### [Enunciado del ejercicio]
En el poema sobre la isla, enumera todo aquello por lo que se quiere «pasar igual que una catástrofe».

### [Texto extraído]
◇ ◇ ◇ ◇ ◇ ◇ ◇

La isla vuelve al abordaje
cada vez que se aplaza una partida
está allá más lejos que aquí
en un futuro-presente decidido de antemano
está allá
intensa y quimérica
como ofrenda empeñada en forzar
el umbral de una plenitud plena y entera.
Pero faltan despobladores
juerguistas improductivos
amantes tan hermosos como dioses efímeros
los hombres exiliados de la especie!
Estás apartado de ti mismo
en ese espacio herido desde siempre
donde ser y no ser
forman la única respuesta.
Lo real vacila
de turbulencias de buen socorro
en maldición sin réplica.
Lo real resiste su movimiento
de relámpago metrónomo
y te mantienes en la cuerda tensa de tus nervios
llevas el más allá a la quiebra
te ausentas a la mínima efusión.
Queremos alcanzar lo que nos pierde
pasar igual que una catástrofe
por la morada inalterable
por el cristal de largo alcance
por el soplo de ardiente alegría
y queremos el eco y queremos la voz
y como prima la incomodidad
que hace ceniza los despojos
Más allá baila el hermoso absoluto
es imperativo y claro...

◇ ◇ ◇ ◇ ◇ ◇ ◇

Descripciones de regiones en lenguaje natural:
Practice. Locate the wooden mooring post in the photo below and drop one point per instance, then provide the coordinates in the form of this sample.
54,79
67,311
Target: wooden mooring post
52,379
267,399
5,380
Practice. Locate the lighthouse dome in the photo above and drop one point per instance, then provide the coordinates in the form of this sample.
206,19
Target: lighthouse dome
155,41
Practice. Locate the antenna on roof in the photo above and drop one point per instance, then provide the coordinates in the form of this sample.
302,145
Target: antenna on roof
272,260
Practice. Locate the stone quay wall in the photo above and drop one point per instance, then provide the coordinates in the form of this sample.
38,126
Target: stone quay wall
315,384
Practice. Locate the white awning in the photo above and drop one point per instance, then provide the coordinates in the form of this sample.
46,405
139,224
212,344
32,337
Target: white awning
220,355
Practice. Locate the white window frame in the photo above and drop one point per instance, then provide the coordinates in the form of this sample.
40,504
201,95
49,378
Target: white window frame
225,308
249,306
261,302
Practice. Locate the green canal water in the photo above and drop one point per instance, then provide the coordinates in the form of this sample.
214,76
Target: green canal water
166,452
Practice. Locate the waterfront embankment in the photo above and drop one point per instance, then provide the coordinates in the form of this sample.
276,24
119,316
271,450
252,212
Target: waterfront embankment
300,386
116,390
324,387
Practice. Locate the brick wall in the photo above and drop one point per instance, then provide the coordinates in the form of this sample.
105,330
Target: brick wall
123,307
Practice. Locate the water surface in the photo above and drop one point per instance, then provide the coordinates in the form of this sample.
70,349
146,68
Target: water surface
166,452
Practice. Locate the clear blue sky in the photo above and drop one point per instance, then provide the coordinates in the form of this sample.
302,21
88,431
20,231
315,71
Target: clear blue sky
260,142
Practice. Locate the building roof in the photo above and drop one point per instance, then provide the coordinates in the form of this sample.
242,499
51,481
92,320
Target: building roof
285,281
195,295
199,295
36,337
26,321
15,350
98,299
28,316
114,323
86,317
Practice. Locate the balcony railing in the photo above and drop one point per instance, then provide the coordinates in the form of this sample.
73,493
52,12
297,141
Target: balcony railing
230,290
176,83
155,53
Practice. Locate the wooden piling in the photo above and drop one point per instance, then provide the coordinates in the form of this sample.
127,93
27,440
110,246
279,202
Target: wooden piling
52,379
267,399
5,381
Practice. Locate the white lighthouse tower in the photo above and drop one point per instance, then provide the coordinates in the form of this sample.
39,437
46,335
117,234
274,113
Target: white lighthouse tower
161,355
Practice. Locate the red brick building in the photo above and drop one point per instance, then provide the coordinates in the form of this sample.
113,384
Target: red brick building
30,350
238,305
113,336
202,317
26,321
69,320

◇ ◇ ◇ ◇ ◇ ◇ ◇

### [Solución]
- la morada inalterable
- el cristal de largo alcance
- el soplo de ardiente alegría